# Written request
Copy the rows starting at the line that contains "of the wrist." and ending at the end of the rows, swapping every "mallet" for "hammer" and leaving all else unchanged.

------------

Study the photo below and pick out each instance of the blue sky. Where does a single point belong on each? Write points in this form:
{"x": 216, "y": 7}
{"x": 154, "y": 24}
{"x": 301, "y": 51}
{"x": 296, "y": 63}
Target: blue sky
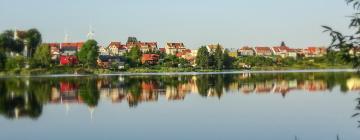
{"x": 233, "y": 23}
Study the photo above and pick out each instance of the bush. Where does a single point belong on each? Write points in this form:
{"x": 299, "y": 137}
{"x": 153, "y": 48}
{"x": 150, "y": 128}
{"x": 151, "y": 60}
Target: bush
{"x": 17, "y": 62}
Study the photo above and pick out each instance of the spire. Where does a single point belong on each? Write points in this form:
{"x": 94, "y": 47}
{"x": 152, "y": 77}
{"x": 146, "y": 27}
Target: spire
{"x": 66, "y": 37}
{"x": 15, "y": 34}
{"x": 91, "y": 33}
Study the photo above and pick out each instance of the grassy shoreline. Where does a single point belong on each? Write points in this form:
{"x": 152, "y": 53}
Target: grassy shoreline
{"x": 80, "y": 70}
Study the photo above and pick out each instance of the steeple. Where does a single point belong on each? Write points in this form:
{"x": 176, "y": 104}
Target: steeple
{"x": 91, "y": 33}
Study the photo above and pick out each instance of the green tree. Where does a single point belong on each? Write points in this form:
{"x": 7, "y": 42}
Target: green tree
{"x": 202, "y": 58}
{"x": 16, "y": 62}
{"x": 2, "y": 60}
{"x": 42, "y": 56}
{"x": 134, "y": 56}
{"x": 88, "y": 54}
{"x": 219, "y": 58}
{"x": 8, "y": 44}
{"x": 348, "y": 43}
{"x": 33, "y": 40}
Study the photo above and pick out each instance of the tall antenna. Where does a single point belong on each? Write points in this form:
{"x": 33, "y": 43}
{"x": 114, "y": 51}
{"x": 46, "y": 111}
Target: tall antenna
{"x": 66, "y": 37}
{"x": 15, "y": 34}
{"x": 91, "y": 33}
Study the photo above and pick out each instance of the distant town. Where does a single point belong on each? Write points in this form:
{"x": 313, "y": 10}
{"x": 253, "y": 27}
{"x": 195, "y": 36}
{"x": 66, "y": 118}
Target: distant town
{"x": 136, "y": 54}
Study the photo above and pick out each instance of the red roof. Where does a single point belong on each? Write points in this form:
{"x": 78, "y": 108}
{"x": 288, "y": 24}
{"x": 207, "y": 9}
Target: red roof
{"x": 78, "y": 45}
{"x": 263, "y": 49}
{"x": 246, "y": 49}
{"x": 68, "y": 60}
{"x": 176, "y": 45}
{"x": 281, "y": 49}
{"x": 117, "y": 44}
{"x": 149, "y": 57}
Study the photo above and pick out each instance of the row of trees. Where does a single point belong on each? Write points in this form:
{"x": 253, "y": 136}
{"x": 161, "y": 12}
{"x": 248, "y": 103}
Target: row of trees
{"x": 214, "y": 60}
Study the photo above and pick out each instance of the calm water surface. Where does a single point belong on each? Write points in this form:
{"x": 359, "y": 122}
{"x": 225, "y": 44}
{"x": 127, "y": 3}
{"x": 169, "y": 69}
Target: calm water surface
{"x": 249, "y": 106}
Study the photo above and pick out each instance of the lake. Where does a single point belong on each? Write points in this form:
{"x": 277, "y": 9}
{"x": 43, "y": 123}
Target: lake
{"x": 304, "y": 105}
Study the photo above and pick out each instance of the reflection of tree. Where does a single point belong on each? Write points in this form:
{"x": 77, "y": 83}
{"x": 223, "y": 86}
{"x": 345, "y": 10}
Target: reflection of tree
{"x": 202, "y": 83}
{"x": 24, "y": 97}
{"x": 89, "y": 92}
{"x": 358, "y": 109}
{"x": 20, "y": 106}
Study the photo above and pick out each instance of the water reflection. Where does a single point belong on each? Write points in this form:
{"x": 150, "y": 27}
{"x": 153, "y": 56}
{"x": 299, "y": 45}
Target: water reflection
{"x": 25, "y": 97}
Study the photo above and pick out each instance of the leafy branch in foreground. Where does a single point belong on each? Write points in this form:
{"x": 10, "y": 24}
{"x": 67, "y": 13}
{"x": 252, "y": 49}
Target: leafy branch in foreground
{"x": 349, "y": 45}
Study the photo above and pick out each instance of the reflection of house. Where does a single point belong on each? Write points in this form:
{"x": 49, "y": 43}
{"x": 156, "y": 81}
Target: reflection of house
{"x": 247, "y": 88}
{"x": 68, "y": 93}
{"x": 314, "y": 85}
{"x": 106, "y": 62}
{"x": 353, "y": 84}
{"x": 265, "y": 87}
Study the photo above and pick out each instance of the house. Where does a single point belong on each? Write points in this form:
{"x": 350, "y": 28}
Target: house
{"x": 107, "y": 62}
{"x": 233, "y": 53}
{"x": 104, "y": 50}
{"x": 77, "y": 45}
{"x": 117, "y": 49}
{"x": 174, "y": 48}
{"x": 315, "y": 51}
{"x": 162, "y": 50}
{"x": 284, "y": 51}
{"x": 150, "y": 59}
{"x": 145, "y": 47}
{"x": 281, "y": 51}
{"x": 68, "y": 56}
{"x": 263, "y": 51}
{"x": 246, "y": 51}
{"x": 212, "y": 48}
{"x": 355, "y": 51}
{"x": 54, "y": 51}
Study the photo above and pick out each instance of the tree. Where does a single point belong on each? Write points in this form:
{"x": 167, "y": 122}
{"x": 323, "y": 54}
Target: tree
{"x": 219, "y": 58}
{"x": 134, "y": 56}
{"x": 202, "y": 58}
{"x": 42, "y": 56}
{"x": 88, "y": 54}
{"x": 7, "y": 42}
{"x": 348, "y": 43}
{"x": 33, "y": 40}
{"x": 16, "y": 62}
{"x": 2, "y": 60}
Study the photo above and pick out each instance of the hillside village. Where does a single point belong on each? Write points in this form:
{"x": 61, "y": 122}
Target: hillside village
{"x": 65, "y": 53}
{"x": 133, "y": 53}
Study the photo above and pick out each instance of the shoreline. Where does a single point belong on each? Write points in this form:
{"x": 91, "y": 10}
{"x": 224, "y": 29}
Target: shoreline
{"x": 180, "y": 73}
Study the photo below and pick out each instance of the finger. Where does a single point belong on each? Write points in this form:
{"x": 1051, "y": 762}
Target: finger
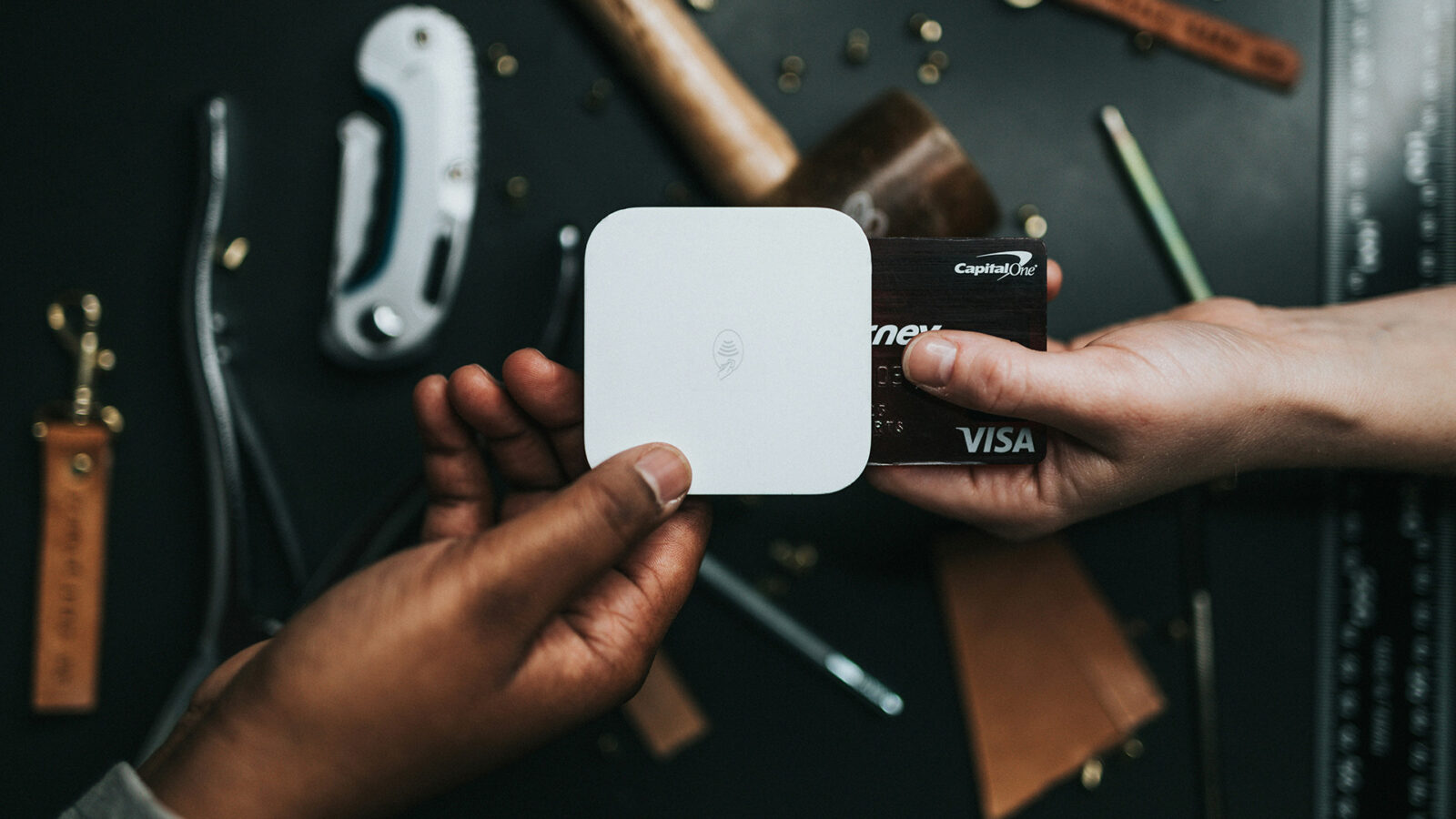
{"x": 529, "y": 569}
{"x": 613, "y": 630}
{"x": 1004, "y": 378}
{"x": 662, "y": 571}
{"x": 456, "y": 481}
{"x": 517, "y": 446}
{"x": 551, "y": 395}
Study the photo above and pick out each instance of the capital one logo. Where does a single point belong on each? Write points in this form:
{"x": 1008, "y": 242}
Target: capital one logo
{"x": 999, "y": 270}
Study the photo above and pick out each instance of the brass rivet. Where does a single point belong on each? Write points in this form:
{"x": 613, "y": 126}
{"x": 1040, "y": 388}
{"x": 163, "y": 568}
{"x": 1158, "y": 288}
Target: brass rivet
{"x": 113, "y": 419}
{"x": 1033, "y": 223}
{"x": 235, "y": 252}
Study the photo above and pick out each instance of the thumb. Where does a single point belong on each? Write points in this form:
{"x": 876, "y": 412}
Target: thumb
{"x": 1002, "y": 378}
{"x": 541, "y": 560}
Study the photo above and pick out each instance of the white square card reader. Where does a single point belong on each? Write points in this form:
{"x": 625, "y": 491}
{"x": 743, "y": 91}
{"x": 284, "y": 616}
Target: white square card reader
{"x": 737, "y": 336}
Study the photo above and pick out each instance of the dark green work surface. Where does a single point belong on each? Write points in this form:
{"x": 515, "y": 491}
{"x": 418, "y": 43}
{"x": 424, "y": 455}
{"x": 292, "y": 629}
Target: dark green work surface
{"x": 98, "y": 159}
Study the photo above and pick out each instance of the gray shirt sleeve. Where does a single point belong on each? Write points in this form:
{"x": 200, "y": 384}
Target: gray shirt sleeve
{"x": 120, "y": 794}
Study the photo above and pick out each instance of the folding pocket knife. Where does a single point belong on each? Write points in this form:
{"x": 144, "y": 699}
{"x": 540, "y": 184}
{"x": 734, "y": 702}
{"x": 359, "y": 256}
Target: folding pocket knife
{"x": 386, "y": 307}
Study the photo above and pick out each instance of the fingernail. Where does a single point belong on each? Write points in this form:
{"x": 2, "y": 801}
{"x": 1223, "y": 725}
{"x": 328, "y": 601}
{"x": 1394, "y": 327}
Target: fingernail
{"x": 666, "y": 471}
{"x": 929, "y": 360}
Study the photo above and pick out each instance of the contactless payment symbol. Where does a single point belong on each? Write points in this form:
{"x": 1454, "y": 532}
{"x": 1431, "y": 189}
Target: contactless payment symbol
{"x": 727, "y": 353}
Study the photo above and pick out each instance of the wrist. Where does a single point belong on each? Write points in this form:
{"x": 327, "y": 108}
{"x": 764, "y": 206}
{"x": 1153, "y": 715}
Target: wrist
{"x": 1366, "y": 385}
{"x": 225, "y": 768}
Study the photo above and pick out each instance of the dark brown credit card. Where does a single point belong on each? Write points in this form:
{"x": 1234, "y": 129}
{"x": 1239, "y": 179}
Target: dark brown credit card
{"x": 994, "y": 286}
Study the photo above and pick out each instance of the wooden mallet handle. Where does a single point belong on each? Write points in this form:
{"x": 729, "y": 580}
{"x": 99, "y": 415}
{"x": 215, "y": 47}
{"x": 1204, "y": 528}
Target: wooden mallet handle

------------

# Written reply
Study the photo above and pick out each instance of the wrist. Where does a single point belong on each? Write points in this form:
{"x": 327, "y": 108}
{"x": 764, "y": 206}
{"x": 1153, "y": 715}
Target: wrist
{"x": 1366, "y": 385}
{"x": 225, "y": 768}
Study the photo above and pick out each instance of the dark brown credit card. Where does a single point belong on each? Write points in this form:
{"x": 1234, "y": 129}
{"x": 1239, "y": 179}
Target: dark brown credit card
{"x": 994, "y": 286}
Study the photo above and pick out each instance of the wooden hammer handle. Where does a single point belong on each? Write points in this form:
{"x": 729, "y": 580}
{"x": 99, "y": 415}
{"x": 215, "y": 47}
{"x": 1204, "y": 528}
Target: wooden hammer handle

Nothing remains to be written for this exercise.